START Supplied records

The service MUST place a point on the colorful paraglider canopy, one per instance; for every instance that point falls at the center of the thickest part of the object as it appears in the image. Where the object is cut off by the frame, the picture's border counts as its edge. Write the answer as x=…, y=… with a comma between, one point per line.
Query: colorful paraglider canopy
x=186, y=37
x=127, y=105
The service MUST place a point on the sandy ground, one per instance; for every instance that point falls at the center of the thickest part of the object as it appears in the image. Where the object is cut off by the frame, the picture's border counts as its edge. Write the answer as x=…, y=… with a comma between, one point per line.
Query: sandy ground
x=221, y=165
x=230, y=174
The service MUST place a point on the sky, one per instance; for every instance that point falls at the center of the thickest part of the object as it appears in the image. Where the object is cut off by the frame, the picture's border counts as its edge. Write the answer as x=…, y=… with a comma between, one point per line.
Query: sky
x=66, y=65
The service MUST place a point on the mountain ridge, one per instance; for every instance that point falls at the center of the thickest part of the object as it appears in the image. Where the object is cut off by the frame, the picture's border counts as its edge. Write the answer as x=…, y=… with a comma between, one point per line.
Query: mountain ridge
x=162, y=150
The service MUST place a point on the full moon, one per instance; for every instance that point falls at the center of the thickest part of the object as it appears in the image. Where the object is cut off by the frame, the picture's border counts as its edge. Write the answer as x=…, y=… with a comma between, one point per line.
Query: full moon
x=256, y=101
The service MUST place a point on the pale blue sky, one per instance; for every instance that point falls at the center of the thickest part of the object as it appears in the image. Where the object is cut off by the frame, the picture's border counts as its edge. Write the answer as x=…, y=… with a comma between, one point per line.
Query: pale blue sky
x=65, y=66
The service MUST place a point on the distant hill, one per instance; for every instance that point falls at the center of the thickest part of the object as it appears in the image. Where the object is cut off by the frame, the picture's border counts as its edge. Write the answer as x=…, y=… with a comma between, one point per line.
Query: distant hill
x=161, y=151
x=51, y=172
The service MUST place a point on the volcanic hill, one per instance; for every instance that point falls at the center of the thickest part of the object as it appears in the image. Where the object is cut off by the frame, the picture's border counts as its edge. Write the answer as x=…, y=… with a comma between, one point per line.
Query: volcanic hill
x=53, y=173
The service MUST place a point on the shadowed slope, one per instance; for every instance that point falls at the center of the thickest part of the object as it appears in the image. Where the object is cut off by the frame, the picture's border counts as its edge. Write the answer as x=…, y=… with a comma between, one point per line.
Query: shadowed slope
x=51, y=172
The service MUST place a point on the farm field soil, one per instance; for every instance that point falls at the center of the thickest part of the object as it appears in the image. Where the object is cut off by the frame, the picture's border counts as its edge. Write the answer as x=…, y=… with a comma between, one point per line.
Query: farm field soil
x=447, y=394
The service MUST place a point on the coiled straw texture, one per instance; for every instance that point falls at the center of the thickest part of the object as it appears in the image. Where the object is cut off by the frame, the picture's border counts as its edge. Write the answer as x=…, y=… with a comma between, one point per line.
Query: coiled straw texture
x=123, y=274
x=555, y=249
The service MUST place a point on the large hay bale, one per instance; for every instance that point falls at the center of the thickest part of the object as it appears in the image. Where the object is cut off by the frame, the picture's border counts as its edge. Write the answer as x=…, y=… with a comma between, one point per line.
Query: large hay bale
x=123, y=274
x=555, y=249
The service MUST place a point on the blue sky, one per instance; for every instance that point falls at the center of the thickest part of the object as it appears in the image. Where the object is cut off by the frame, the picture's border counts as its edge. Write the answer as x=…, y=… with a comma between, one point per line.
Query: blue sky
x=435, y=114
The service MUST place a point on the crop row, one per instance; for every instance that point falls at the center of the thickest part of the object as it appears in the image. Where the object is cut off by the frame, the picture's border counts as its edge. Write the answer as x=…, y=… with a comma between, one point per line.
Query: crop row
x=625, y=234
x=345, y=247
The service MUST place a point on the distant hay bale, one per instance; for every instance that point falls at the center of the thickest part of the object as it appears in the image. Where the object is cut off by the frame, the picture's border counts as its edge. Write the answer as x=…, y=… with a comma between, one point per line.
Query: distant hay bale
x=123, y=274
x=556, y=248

END Supplied records

• **What to do**: Please copy the records again, beginning with the line that contains "The service MUST place a point on the sky, one" and continuing through the line that contains "x=256, y=101", keeping every line, and adjust each coordinate in the answers by adding -144 to it. Give only those lines.

• **Solution to this exercise**:
The service MUST place a point on the sky, one per instance; for every instance that point falls at the center of the thickest part of the object as it appears in the image. Where the object is cut off by the frame, the picture's border counts as its edge. Write the answer as x=…, y=… with a comma between, one point per line.
Query: sky
x=-78, y=-79
The service MUST place a point on the mountain ridge, one per instance; for every instance that point falls at the center of the thickest part of the object as it appears in the image. Where the object is cut off by the frame, the picture's border counts as its edge. Write the answer as x=…, y=… with a comma between, one point per line.
Query: mountain ridge
x=18, y=6
The service MUST place a point on the full moon, one per instance; for every instance that point falls at the center of the thickest part of the object as it appears in the image. Where the object is cut off by the frame, the picture's border counts as its edge. Write the answer as x=…, y=… with a comma between, one point per line.
Query: full moon
x=112, y=-43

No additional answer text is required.